[AUSGANGSTEXT]
Solche Formen mythischer Selbstdeutungen gehören weitgehend der Vergangenheit an. Inwieweit diese Selbstdeutungen nach wie vor eine wohl eher untergründige als manifeste Wirkung haben, wäre eine eigene Untersuchung wert, deren Grundzüge hier allenfalls angedeutet werden können. Der Rückblick auf die politischen Mythen der Deutschen legt jedoch nahe, dass einige von ihnen durchaus wiederbelebt, andere neu geformt werden könnten und dass eine gesteigerte Aufmerksamkeit für mythopoetisch geprägte Inszenierungen von Politik jedenfalls ebenso angezeigt bleibt wie die Frage, ob Politik auf mythische Gründungserzählungen und Zukunftsverheißungen verzichten kann.

I. Nationalmythen

Nationalmythen beschwören Gestalten der Vergangenheit, um Zukunft zu garantieren. Sie erheben den Anspruch, die Geschichte der Nation nicht nur zu deuten, sondern ihren Fortgang auch zu strukturieren. Dazu müssen sie freilich zwei große Herausforderungen bewältigen: Sie müssen die Komplexität des Geschehens reduzieren und dieses ethischen und ästhetischen Vorstellungen anpassen, und sie müssen den Schrecken der Kontingenz wegerzählen, also die Furcht besänftigen, die nationale Geschichte sei womöglich nur eine bedeutungslose Episode der Weltgeschichte. Indem sie diesen beiden Anforderungen genügen, stiften Nationalmythen Vertrauen und Zuversicht, dass die Nation die groß und bedrohlich vor ihr stehende Zukunft meistern werde. Barbarossa, der schlafende Kaiser, wird wiederkehren und das Reich in all seiner Macht und Herrlichkeit neu errichten; Siegfried, der stolze Held, wird alle anderen überstrahlen; und der forschende Gelehrte Faust wird die Welt verändern und beherrschen. So werden Nationalmythen zu Interpunktionen und Ligaturen im Fluss der Zeit.

Damit literarische Texte und historische Ereignisse das leisten können, muss ihr mythisierbarer Kern freigelegt werden: Was zum Nationalmythos avancierte, war nicht das Nibelungenlied als literarischer Text, sondern eine von den Herausgebern der Textsammlungen und Sagenbücher kompilierte Sage, in der die psychische Komplexität der Figuren vereinfacht und ihr Charakter vereindeutigt wurden.[1] Das gilt in ähnlicher Weise für Faust, bei dem sich der Typus des Welterforschers schon bald von seiner Charakterzeichnung durch Goethe entfernte. Jedenfalls kam, je stärker das Nibelungenlied zur Nibelungensage umgestaltet und zum Nationalmythos erhoben beziehungsweise Faust zum Inbegriff des ruhelos tätigen Deutschen stilisiert wurde, eine «volkspädagogische Komponente» ins Spiel, die Ambivalenzen und Uneindeutigkeiten tilgte, indem sie die Helden heldisch, den Verrat abgründig und die Einzelfigur kollektiv anschlussfähig machte.[2] So wurde aus dem Nibelungenlied ein politischer Mythos, der Identität anbot und Identifikation abverlangte, wobei die jeweiligen politischen Konstellationen darüber entschieden, ob man eher Siegfried oder Hagen zum Vorbild wählte. Aus dem Teufelsbündner Faust, der entweder schmählich scheiterte oder auf die Hilfe himmlischer Mächte angewiesen war, wurde im Verlauf dieser Umwandlungen eine umstürzend zupackende Figur, die zum Symbol des deutschen Aufbruchs im 19. und 20. Jahrhundert avancierte. Am einfachsten hatte man es da noch mit Kaiser Friedrich Barbarossa, den man nur aus einer notorischen Schlafmütze, als die ihn die Lokalsagen kannten, in eine schlummernde Urgewalt verwandeln musste, die kurz vor einem Aufbruch stand, der die politische Welt grundlegend verwandeln würde.

[ZIEL DER AUFGABE]
Beantworte die folgenden Fragen zum Ausgangstext.
1. Welche zwei großen Herausforderungen müssen Nationalmythen bewältigen?
2. Was wurde statt des Nibelungenlieds als literarischer Text zum Nationalmythos?
3. Als was kannten die Lokalsagen Kaiser Friedrich Barbarossa?

[ERFASSTE ANGABEN]
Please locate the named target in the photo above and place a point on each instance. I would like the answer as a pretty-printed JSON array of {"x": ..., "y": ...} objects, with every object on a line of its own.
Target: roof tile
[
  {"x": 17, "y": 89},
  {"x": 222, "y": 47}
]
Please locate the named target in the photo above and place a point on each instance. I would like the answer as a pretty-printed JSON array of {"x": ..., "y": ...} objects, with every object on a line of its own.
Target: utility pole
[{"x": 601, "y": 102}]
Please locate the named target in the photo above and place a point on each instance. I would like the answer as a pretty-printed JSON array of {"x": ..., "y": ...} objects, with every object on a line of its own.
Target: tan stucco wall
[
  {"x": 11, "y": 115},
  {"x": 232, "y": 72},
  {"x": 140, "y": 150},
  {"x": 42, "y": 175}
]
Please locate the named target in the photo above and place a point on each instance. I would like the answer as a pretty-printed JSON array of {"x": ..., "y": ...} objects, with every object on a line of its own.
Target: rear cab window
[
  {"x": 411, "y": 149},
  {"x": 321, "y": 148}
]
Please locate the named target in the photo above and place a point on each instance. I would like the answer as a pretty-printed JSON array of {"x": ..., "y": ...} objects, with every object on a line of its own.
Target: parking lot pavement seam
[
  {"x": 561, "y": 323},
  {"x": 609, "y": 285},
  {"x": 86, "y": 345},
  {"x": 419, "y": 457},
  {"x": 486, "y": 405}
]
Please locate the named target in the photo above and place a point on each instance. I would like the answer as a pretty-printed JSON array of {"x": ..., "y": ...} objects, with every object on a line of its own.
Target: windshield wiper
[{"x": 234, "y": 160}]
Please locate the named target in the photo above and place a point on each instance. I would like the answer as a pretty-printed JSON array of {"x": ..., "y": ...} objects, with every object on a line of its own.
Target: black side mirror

[MUSTERLÖSUNG]
1. Sie müssen die Komplexität des Geschehens reduzieren und es ethischen und ästhetischen Vorstellungen anpassen. Außerdem müssen sie den Schrecken der Kontingenz wegerzählen.
2. Eine Sage, die die Herausgeber der Textsammlungen und Sagenbücher kompiliert hatten.
3. Als notorische Schlafmütze.